EXERCISE BRIEF. Your answer should be only the lines below from the one with "of the hoodie" to the one with "the green foliage", repeated exactly, ends included.

======

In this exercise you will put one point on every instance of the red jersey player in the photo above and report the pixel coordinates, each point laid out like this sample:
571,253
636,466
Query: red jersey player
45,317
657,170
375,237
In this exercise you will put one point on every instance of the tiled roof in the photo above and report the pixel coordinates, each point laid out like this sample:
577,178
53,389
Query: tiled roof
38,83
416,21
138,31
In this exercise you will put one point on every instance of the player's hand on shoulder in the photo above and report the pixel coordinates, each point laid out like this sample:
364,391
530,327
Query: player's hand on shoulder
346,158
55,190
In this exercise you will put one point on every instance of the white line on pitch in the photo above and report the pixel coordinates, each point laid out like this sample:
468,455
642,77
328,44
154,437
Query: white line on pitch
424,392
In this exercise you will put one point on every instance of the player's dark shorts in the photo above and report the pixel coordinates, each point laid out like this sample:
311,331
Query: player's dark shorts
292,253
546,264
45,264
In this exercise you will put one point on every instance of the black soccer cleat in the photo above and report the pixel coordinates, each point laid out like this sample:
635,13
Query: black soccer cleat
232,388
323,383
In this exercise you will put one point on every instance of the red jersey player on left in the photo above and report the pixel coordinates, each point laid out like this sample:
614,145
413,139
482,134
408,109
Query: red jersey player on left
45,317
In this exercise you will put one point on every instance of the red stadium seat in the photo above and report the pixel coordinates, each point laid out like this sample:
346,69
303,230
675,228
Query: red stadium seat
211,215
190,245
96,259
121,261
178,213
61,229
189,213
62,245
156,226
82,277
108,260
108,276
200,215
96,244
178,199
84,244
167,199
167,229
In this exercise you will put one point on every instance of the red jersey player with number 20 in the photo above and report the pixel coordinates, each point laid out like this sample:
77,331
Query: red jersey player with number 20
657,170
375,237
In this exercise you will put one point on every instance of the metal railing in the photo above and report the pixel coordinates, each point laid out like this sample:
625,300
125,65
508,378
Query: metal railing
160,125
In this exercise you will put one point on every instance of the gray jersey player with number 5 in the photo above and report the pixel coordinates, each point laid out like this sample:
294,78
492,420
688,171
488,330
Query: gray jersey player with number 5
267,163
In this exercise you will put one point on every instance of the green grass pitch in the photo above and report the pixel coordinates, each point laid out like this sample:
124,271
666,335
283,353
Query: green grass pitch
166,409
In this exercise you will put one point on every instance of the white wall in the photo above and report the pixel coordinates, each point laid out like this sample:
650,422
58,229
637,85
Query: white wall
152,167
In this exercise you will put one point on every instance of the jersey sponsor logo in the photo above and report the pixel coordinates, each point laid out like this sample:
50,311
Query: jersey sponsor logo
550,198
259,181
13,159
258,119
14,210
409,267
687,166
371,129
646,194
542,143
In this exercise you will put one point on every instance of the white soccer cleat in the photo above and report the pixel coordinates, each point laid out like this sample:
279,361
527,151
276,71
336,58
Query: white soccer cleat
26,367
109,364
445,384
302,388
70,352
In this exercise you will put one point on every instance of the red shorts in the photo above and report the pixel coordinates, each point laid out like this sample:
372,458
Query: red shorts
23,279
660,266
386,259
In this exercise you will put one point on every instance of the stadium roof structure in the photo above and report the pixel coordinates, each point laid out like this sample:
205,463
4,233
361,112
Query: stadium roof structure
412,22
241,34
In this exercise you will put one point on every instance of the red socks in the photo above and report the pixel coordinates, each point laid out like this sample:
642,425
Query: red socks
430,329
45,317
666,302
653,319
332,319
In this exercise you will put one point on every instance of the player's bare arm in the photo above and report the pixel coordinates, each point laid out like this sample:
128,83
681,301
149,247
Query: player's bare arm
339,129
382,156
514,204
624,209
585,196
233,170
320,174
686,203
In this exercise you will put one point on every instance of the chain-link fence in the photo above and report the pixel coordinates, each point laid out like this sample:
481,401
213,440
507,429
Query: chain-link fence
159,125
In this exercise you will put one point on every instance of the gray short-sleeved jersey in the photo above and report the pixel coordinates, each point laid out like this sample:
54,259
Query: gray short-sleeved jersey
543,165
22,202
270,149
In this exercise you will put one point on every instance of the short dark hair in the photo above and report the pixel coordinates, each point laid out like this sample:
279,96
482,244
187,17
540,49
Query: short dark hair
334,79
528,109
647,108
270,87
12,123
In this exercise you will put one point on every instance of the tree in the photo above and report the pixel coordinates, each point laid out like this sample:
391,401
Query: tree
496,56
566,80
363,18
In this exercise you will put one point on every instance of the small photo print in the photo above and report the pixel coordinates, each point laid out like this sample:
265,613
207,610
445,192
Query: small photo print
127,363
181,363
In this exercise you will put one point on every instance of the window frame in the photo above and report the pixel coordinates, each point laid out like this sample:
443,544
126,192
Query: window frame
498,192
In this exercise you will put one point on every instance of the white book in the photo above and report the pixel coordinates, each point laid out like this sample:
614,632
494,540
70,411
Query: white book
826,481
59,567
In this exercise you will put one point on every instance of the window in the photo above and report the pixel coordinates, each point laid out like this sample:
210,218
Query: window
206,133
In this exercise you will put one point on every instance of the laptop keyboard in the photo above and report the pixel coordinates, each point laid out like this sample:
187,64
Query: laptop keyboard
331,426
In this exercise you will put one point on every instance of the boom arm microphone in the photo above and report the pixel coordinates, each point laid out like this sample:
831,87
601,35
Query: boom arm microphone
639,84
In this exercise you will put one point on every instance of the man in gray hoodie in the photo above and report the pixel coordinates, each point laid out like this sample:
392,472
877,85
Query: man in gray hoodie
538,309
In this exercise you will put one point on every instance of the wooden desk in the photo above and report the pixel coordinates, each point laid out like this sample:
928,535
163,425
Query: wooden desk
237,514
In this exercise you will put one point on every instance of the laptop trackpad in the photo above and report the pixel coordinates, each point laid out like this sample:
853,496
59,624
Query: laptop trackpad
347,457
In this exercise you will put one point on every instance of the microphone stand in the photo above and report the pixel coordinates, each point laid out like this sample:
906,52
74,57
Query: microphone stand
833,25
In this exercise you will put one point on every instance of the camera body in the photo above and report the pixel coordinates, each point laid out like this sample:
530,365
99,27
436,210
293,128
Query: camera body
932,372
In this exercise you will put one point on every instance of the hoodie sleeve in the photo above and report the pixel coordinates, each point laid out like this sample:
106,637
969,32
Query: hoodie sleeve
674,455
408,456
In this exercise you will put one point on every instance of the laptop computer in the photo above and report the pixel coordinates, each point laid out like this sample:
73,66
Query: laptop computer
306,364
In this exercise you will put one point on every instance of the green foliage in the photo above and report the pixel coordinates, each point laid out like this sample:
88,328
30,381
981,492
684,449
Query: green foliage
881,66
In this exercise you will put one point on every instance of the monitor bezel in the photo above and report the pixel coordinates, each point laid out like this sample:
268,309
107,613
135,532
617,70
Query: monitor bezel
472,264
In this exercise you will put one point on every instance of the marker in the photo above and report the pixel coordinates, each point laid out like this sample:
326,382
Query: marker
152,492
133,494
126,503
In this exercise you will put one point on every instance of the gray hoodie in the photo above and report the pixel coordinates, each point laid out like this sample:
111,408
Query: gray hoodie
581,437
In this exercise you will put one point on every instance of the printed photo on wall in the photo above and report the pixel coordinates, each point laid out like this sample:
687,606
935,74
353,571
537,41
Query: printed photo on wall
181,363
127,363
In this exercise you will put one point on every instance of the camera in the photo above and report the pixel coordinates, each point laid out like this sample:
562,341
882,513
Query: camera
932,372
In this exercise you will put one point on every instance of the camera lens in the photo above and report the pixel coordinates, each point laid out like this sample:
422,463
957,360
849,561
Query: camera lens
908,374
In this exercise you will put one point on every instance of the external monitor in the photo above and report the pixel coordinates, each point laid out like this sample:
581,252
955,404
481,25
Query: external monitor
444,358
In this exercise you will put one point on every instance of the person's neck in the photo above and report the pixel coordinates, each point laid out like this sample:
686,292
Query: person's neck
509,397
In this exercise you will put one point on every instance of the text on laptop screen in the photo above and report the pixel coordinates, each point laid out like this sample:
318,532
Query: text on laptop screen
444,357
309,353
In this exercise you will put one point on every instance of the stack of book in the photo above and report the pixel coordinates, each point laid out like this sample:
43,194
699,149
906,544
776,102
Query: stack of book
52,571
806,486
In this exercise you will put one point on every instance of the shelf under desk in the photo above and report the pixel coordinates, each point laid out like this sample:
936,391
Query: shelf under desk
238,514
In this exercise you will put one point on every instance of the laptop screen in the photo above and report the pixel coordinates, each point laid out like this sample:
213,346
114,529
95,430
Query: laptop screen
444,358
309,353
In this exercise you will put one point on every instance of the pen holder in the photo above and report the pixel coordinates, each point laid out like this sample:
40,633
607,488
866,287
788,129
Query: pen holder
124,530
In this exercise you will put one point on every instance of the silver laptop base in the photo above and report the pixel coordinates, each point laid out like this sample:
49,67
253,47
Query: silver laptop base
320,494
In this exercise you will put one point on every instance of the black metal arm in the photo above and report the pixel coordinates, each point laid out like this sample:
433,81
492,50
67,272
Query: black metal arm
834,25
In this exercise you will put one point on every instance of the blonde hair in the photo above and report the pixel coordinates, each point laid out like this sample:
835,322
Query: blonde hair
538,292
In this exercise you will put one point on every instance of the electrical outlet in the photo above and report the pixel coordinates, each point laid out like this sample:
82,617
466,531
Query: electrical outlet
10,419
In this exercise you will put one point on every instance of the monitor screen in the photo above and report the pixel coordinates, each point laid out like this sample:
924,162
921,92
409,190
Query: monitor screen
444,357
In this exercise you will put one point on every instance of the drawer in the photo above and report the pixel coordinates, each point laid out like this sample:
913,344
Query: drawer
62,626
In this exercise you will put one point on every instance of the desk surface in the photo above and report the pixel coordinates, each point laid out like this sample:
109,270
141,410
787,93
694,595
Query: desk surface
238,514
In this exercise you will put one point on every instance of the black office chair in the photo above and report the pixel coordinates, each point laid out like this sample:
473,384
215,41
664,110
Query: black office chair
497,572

======

EXERCISE OUTPUT.
In this exercise you will put one point on every instance of the hoodie sleeve in the photo above and report the pixel coordinates, each point laid out like this sample:
106,637
969,32
Query: hoodie sleeve
674,455
408,456
In this exercise you will put one point on every instance of the laptop computer in the photo above and report the pixel coordinates, each point laid out like this sample:
73,66
Query: laptop computer
306,364
In this exercise you will put one point on every instance of the green foliage in the photo above and report the pixel coordinates, each point laid out like this sample:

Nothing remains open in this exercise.